● Stated exercise:
Starting at the line that contains "of the handball", copy each line through the end of the listing below. Include both ends and output nothing more.
+===+
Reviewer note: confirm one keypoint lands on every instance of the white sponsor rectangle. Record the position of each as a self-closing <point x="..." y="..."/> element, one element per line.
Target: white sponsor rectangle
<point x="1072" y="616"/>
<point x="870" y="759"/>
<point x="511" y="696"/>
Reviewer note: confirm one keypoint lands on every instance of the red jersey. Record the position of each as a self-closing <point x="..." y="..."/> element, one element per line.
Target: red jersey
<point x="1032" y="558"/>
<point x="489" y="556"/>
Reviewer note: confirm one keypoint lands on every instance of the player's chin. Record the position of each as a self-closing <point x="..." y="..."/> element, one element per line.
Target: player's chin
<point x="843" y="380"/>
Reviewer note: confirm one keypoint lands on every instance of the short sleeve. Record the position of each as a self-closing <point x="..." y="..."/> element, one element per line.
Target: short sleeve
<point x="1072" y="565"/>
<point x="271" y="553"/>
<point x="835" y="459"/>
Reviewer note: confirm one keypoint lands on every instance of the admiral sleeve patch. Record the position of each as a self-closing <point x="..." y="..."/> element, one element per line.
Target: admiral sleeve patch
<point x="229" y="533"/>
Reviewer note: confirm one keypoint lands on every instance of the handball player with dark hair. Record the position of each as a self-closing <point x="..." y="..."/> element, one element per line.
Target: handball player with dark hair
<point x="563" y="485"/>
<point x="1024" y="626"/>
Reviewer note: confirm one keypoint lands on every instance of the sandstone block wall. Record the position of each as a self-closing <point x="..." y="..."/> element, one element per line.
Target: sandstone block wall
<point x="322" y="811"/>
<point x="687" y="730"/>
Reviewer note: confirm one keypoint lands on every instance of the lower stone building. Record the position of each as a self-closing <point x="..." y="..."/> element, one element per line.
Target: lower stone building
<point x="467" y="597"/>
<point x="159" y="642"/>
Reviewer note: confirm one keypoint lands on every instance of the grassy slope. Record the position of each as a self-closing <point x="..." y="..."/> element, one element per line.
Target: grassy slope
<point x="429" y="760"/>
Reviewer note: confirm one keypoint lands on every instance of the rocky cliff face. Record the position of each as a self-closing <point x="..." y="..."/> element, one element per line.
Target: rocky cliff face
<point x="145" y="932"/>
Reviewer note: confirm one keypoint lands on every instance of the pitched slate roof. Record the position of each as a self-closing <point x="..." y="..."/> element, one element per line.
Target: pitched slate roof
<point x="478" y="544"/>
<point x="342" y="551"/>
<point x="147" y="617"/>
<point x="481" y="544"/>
+===+
● Expected answer:
Reviewer note: confirm one keypoint lands on every instance of the handball player with dark hair. Record the position of each as a self-closing <point x="..." y="..."/> element, one element per line.
Target: handball player with dark hair
<point x="563" y="485"/>
<point x="1024" y="626"/>
Reviewer note: confirm one keypoint lands on every instance of the sandstone block wall. Record the position of each as a self-closing <point x="..." y="..."/> element, one element per line.
Target: sandstone block wall
<point x="322" y="811"/>
<point x="687" y="730"/>
Reviewer note: confirm one keypoint lands on every instance of the lower stone building. Record the position of each as a self-closing <point x="..." y="..."/> element, one element per line.
Target: lower stone building
<point x="467" y="597"/>
<point x="159" y="642"/>
Reviewer note: confirm one keypoint lands on every instance of the grassy slope. Record the position of each as a self-closing <point x="..." y="..."/> element, one element per line.
Target: grassy slope
<point x="429" y="760"/>
Reviewer note: confirm one keypoint lands on every instance of the rocky cliff face. Record the position of each as a self-closing <point x="..." y="..."/> element, one element per line.
Target: rocky cliff face
<point x="145" y="932"/>
Reviewer note: confirm one keypoint lands on every instance of the pitched slate roof. Record the position of each as a self-closing <point x="..." y="..."/> element, one element per line.
Target: pitched slate roof
<point x="478" y="544"/>
<point x="342" y="551"/>
<point x="147" y="617"/>
<point x="481" y="544"/>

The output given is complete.